__사용할 기록__.
+++++
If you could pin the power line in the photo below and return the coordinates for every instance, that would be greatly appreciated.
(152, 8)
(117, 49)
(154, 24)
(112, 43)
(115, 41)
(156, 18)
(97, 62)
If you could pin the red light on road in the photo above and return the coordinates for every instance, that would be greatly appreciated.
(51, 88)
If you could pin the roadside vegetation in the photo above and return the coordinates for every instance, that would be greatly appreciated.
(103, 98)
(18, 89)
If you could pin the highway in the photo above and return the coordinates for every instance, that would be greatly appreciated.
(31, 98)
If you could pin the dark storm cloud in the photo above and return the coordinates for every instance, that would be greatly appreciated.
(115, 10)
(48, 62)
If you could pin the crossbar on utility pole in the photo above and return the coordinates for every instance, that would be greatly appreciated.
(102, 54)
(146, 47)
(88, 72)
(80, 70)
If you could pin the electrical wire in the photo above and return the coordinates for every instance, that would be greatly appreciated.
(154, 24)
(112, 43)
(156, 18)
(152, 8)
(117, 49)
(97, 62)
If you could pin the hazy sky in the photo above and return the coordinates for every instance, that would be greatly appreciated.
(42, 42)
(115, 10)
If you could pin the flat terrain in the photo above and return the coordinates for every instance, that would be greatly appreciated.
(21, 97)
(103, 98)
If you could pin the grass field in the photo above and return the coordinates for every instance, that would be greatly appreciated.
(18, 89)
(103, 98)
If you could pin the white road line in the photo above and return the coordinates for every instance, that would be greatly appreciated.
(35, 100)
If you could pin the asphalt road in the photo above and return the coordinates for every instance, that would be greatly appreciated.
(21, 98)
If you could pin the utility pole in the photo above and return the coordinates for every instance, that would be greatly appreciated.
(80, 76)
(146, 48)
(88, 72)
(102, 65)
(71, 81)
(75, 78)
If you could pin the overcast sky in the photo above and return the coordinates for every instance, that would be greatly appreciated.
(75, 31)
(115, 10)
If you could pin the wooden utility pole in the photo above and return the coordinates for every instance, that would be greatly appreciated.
+++++
__지시 사항__. 위 기록 전체에서 "utility pole" 표현을 모두 "telephone pole" 표현으로 바꿔 다시 적으세요. 나머지 부분은 하나도 고치지 말고 그대로 두세요.

__아래 결과__.
If you could pin the power line in the photo below and return the coordinates for every instance, that would be greatly appreciated.
(152, 8)
(117, 49)
(154, 24)
(112, 43)
(115, 41)
(156, 18)
(97, 62)
If you could pin the red light on road in the photo above and return the coordinates for every instance, that would be greatly appreciated.
(51, 88)
If you could pin the roadside vegetation in the photo above and return the coordinates for every instance, that would be greatly appreciated.
(103, 98)
(18, 89)
If you could pin the highway in the photo above and return the coordinates for every instance, that would be greatly appreciated.
(31, 98)
If you could pin the dark storm cloud in the photo above and return the coordinates for every instance, that would be greatly appreciated.
(115, 10)
(48, 62)
If you could pin the crossbar on telephone pole in the photo above and return the coordinates for every instance, that would be greatly appreciated.
(102, 54)
(146, 47)
(88, 72)
(80, 70)
If you could pin the electrical wire in the photo above and return the coordinates for every instance, that would be greatly appreciated.
(154, 24)
(112, 43)
(156, 18)
(152, 8)
(117, 49)
(97, 62)
If you could pin the hazy sky in the photo above and return the coordinates for every instance, that would be greatly appreciated.
(42, 42)
(115, 10)
If you could pin the flat terrain in the photo above and return the coordinates for every instance, that would be greatly appreciated.
(21, 97)
(103, 98)
If you could pin the grass field in the photo above and return the coordinates for every instance, that would be greatly appreciated.
(18, 89)
(103, 98)
If you could pin the white road line in the photo above and return the coordinates for every instance, that would be greatly appreciated.
(35, 100)
If you could pin the asphalt road in the photo above and return the coordinates for every instance, that would be greatly appreciated.
(21, 98)
If you could pin the telephone pole in the photo above and return the coordinates for every instance, that would be greatly appreciated.
(80, 76)
(146, 48)
(88, 72)
(102, 65)
(71, 81)
(75, 78)
If you could pin the overcast sky in the photo above and return the coordinates for every instance, that would be greatly appreciated.
(75, 31)
(115, 10)
If you could pin the wooden telephone pole in the photo above and return the coordinates for every instance, that would be greatly appreciated.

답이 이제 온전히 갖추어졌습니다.